## Exercise objective
Return every line of the listing that contains the string "slat".

[START OF Material to process]

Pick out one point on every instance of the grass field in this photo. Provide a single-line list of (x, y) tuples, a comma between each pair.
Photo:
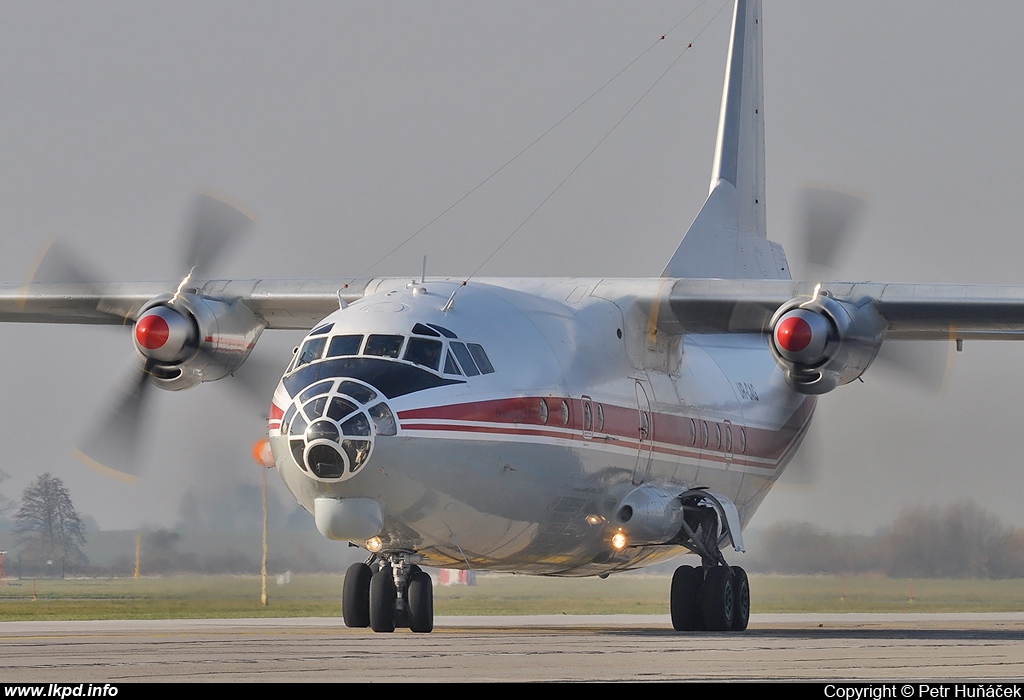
[(320, 595)]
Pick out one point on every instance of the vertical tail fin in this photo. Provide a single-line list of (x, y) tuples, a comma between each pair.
[(728, 237)]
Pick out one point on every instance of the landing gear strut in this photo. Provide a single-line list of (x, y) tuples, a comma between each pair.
[(388, 591), (715, 597)]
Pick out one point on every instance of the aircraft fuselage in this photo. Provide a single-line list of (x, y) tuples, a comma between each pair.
[(520, 466)]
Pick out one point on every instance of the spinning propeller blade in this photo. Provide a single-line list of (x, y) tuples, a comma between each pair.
[(113, 445)]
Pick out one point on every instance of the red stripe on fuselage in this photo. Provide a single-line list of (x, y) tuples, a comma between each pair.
[(672, 434)]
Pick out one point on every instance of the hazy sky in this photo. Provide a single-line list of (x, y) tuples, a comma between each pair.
[(347, 126)]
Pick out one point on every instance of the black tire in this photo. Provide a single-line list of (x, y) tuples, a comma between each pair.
[(421, 603), (355, 596), (382, 599), (684, 599), (741, 598), (717, 600)]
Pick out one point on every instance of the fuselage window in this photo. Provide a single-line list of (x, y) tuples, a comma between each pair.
[(424, 351), (422, 330), (384, 346), (465, 359), (481, 358), (450, 364), (311, 350), (344, 345)]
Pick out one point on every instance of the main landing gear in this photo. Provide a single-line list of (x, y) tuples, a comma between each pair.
[(387, 592), (715, 597)]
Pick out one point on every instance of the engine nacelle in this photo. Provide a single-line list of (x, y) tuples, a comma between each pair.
[(187, 339), (821, 342)]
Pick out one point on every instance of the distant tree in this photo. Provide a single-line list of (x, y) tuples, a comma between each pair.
[(958, 540), (48, 528), (6, 505)]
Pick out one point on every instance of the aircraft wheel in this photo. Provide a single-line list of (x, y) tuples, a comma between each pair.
[(684, 599), (355, 596), (717, 599), (741, 600), (421, 602), (382, 600)]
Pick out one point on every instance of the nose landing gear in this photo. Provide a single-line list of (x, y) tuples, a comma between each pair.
[(388, 591)]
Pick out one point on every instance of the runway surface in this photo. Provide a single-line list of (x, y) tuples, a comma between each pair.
[(551, 648)]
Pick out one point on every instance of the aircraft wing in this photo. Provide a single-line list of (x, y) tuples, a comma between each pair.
[(910, 311), (294, 304)]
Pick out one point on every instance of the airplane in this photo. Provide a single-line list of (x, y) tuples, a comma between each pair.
[(564, 427)]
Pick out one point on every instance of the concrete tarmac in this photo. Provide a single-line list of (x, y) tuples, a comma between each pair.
[(848, 647)]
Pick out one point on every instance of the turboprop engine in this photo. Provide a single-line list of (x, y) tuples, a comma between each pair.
[(822, 342), (185, 339)]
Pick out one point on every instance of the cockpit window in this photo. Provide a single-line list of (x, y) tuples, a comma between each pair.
[(465, 359), (481, 358), (344, 345), (383, 346), (422, 330), (450, 365), (441, 330), (311, 349), (424, 351), (359, 392), (315, 390)]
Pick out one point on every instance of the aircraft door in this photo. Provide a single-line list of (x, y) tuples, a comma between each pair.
[(588, 417), (645, 431)]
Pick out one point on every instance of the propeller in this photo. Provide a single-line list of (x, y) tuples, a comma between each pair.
[(829, 218), (113, 445)]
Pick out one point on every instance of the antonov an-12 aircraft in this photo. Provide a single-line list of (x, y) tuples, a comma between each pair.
[(560, 427)]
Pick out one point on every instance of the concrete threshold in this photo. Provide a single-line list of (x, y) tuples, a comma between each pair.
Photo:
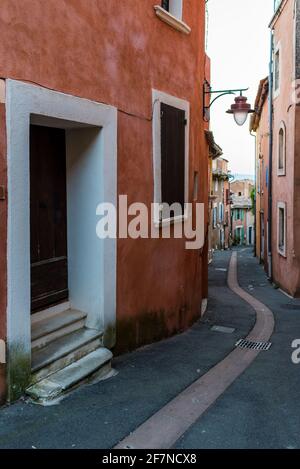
[(165, 427)]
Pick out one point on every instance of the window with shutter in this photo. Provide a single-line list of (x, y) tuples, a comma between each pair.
[(170, 127), (165, 4), (173, 123)]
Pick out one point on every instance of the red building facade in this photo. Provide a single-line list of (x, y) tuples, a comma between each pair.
[(100, 71)]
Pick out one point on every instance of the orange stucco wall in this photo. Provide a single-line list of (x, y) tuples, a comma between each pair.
[(3, 216), (285, 269), (262, 183), (115, 52)]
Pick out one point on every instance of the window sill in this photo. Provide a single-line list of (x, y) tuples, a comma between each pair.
[(171, 20)]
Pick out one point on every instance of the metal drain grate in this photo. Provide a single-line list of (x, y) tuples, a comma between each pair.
[(244, 343)]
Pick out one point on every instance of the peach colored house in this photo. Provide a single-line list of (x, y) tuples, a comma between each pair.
[(242, 217), (220, 205), (260, 125), (278, 175), (286, 151), (90, 95)]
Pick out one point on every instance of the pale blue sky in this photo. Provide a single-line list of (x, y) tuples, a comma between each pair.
[(238, 44)]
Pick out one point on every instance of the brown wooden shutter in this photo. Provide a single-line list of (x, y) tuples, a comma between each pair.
[(165, 4), (172, 155)]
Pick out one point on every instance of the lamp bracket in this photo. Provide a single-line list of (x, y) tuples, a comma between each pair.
[(207, 90)]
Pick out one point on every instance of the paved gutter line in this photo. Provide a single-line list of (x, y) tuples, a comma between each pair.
[(165, 427)]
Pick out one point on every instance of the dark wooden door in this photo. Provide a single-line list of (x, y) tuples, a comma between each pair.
[(48, 217), (172, 155)]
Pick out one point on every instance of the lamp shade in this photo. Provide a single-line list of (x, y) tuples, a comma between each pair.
[(240, 110)]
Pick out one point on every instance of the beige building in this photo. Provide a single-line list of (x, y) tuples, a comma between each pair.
[(242, 213)]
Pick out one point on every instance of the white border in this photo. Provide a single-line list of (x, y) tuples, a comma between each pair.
[(22, 101), (157, 98), (281, 205), (172, 19)]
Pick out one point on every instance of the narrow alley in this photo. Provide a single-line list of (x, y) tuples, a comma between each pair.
[(258, 410)]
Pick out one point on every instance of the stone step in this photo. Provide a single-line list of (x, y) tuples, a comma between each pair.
[(51, 328), (52, 388), (63, 351)]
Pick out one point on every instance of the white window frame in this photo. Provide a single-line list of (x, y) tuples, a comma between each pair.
[(159, 97), (281, 205), (173, 17), (216, 185), (281, 171), (215, 216), (276, 91)]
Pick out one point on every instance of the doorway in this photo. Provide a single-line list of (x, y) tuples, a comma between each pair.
[(250, 231), (48, 217), (90, 130)]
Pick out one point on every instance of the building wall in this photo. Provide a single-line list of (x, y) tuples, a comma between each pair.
[(116, 52), (285, 268), (3, 226), (262, 185), (241, 200)]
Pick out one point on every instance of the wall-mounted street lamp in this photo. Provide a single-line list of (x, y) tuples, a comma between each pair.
[(240, 109)]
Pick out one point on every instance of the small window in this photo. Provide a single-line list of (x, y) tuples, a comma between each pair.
[(277, 70), (174, 7), (281, 151), (281, 228), (171, 158)]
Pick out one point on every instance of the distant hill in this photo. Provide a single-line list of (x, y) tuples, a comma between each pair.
[(242, 177)]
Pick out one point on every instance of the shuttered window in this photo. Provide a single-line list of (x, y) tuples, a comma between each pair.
[(173, 122)]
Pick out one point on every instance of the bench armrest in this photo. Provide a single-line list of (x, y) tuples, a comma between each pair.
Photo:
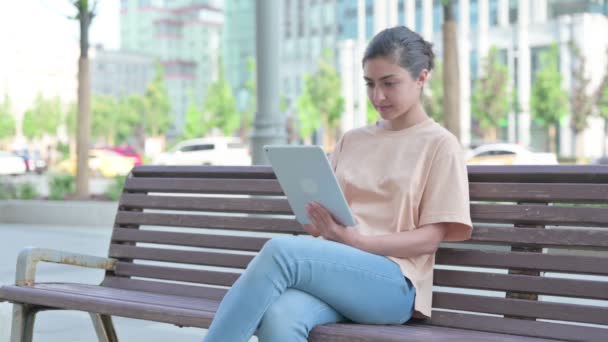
[(29, 257)]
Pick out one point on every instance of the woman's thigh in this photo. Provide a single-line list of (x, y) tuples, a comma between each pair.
[(293, 315), (364, 287)]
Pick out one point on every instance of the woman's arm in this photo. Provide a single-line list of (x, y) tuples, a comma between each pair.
[(424, 240)]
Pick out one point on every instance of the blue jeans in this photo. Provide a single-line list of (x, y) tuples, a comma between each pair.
[(296, 283)]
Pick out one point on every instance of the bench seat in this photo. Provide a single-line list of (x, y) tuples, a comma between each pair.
[(198, 312)]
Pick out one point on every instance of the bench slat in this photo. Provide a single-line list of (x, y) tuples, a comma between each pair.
[(539, 192), (543, 237), (523, 283), (521, 307), (517, 326), (522, 260), (176, 274), (244, 243), (180, 256), (206, 221), (165, 288), (539, 215), (205, 186), (222, 204)]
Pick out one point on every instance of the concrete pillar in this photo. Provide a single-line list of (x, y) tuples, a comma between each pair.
[(465, 72), (503, 13), (523, 72), (360, 118), (269, 125), (427, 20), (410, 14), (565, 59), (482, 33)]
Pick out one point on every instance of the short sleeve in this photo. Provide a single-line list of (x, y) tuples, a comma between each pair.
[(445, 197)]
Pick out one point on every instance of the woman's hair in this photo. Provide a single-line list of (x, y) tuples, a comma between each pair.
[(405, 47)]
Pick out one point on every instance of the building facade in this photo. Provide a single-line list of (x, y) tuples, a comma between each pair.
[(185, 37)]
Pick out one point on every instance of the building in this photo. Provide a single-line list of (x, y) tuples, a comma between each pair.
[(185, 37), (119, 73)]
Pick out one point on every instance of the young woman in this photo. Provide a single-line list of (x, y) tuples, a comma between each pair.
[(405, 180)]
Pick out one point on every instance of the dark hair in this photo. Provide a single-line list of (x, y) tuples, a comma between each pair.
[(405, 47)]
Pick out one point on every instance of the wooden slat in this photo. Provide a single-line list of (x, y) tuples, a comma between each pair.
[(205, 186), (538, 173), (522, 260), (214, 204), (544, 237), (539, 192), (558, 331), (244, 243), (164, 288), (522, 283), (251, 172), (176, 274), (180, 256), (206, 221), (539, 215), (522, 308)]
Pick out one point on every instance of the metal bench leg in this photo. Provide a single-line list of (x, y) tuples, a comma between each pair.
[(104, 327), (23, 323)]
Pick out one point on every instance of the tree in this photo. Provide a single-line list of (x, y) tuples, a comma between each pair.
[(321, 103), (581, 103), (548, 101), (491, 100), (433, 95), (7, 120), (220, 105), (84, 15), (43, 117), (451, 86)]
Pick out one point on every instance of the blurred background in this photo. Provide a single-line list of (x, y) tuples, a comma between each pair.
[(174, 82)]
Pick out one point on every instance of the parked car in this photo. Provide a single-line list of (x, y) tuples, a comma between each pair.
[(509, 154), (104, 162), (33, 160), (127, 151), (11, 164), (207, 151)]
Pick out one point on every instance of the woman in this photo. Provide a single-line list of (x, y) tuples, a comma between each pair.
[(405, 180)]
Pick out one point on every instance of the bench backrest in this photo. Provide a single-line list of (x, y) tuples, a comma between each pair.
[(537, 264)]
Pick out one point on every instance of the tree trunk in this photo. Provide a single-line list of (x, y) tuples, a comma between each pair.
[(451, 96), (83, 123)]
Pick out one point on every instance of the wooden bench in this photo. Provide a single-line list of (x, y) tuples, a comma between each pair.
[(536, 267)]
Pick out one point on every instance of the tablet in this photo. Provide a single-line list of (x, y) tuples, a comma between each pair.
[(305, 176)]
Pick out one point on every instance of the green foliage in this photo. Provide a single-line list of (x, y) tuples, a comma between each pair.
[(114, 191), (60, 186), (548, 102), (43, 117), (433, 102), (321, 101), (491, 99), (26, 191), (220, 105), (7, 120)]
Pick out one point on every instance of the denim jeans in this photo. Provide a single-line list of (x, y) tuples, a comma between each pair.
[(296, 283)]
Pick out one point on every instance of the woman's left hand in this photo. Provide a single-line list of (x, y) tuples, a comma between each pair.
[(328, 227)]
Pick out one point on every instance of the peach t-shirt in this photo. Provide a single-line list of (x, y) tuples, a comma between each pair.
[(398, 181)]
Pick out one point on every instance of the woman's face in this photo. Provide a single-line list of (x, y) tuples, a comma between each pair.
[(391, 88)]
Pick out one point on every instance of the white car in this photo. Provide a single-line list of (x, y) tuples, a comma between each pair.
[(509, 154), (11, 164), (207, 151)]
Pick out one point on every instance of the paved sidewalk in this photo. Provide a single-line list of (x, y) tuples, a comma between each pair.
[(72, 326)]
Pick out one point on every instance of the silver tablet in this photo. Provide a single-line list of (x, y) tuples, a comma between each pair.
[(306, 176)]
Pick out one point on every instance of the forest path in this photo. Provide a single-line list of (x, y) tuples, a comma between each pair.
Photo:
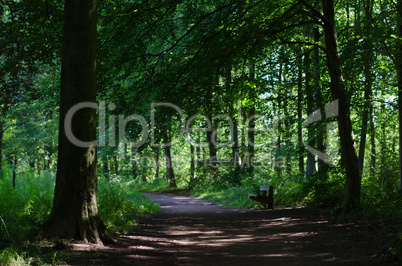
[(193, 231)]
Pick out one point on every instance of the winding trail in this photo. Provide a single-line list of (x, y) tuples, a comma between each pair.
[(193, 231)]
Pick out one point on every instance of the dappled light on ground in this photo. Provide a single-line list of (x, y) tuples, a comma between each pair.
[(191, 231)]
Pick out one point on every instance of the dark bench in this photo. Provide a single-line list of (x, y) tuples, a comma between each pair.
[(266, 200)]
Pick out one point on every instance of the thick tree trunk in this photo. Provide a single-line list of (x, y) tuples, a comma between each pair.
[(348, 145), (75, 205)]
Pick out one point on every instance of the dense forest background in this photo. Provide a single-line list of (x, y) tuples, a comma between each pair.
[(213, 96)]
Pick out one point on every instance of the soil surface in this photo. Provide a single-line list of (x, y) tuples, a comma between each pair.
[(193, 231)]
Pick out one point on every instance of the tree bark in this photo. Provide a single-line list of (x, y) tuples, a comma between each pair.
[(310, 165), (192, 166), (372, 143), (300, 112), (399, 73), (251, 124), (321, 126), (75, 206), (348, 145), (368, 82), (1, 149), (169, 167)]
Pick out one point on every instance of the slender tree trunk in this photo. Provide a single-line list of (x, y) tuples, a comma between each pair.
[(399, 72), (192, 166), (310, 165), (1, 150), (169, 167), (15, 160), (372, 143), (251, 124), (75, 206), (168, 156), (157, 162), (300, 112), (278, 165), (368, 82), (321, 126), (348, 145)]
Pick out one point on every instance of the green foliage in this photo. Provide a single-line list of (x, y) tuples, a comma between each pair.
[(11, 257), (24, 208), (120, 207)]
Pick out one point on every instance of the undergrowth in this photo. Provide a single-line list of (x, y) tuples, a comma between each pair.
[(25, 207)]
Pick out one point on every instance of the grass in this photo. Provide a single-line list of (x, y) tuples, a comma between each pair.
[(23, 210)]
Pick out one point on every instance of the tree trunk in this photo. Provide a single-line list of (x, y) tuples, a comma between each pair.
[(372, 143), (192, 166), (1, 149), (310, 165), (348, 146), (157, 162), (399, 73), (321, 126), (300, 112), (251, 119), (368, 82), (169, 167), (75, 206)]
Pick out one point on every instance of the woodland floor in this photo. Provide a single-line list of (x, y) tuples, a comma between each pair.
[(193, 231)]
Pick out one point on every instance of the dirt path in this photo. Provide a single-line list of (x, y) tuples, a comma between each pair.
[(192, 231)]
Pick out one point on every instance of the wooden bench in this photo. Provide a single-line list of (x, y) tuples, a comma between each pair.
[(266, 200)]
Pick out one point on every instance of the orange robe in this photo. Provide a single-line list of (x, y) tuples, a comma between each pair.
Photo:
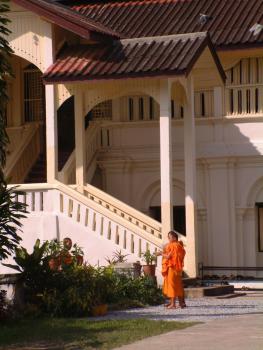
[(172, 269)]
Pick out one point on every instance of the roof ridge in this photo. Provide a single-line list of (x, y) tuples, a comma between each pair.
[(167, 37)]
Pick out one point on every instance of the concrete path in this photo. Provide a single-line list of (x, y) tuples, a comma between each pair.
[(233, 333)]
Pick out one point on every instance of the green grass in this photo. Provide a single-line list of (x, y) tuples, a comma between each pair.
[(81, 333)]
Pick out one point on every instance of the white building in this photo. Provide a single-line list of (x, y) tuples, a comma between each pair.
[(148, 109)]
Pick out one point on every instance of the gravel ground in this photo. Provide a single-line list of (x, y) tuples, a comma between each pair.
[(202, 310)]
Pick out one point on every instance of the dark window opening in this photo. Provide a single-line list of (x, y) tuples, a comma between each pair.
[(172, 109), (232, 75), (130, 109), (259, 207), (178, 217), (248, 101), (257, 70), (240, 72), (182, 112), (151, 110), (239, 101), (249, 71), (256, 101), (231, 102), (34, 95), (141, 108), (202, 104)]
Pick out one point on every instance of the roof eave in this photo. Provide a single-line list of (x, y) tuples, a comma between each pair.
[(207, 43), (160, 74), (68, 20)]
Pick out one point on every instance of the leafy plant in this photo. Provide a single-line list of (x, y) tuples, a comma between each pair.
[(118, 257), (77, 250), (11, 212), (54, 248), (149, 258), (33, 269)]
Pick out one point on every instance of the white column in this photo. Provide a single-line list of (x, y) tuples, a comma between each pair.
[(51, 133), (80, 148), (51, 111), (190, 181), (240, 235), (166, 158), (218, 101)]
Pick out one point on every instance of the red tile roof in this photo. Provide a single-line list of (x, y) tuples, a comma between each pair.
[(69, 19), (228, 26), (158, 56)]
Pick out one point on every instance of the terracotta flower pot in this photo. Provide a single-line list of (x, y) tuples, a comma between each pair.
[(79, 260), (53, 264), (99, 310), (67, 243), (149, 270), (67, 259)]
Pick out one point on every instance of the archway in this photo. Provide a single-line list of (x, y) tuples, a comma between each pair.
[(25, 122)]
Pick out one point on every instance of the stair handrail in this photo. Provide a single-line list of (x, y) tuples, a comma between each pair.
[(67, 173), (75, 195), (128, 213), (12, 161)]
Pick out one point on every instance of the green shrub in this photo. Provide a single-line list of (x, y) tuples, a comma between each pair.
[(73, 290)]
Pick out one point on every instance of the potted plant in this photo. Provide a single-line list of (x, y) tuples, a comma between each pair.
[(54, 250), (150, 260), (77, 254)]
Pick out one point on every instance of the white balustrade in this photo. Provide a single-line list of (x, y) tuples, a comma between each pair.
[(65, 201)]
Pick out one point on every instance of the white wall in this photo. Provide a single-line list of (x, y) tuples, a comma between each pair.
[(229, 164)]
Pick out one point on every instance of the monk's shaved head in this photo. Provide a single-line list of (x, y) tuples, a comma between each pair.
[(173, 234)]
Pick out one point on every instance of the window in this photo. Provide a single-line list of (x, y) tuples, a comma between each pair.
[(182, 112), (141, 108), (34, 101), (102, 111), (231, 93), (202, 95), (248, 101), (151, 110), (260, 226), (239, 101), (131, 111), (172, 109), (256, 101), (178, 217)]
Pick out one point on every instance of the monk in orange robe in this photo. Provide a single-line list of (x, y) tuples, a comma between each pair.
[(172, 268)]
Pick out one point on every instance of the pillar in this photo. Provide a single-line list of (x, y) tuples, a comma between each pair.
[(166, 158), (80, 146), (51, 134), (51, 110), (190, 181), (218, 102)]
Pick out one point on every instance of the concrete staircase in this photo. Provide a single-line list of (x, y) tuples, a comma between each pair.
[(38, 173)]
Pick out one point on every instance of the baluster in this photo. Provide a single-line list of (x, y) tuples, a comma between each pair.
[(82, 213), (37, 201), (122, 237), (94, 221), (244, 101), (136, 246), (31, 204), (99, 222), (75, 210)]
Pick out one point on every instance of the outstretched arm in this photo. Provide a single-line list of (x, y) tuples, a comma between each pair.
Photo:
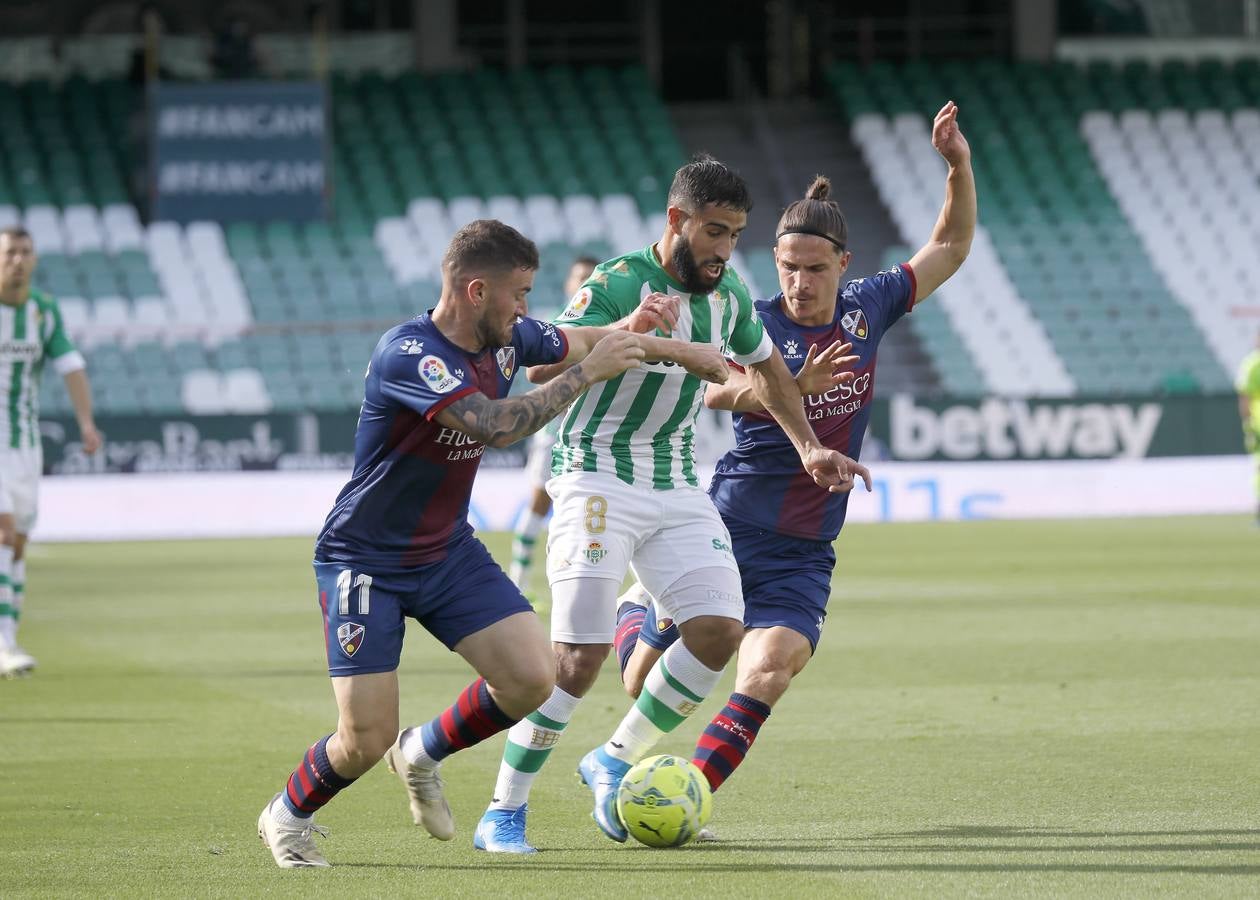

[END OF Material to process]

## Answer to this problem
Pick out one point on every instance of the bench slat in this photo. Provide a single-line list of (x, y) tuples, a comma between each pair.
Pick out one point on every instance of the wooden slat in this photo. Provide a single-line list of (x, y) tuples, a comma between each pair.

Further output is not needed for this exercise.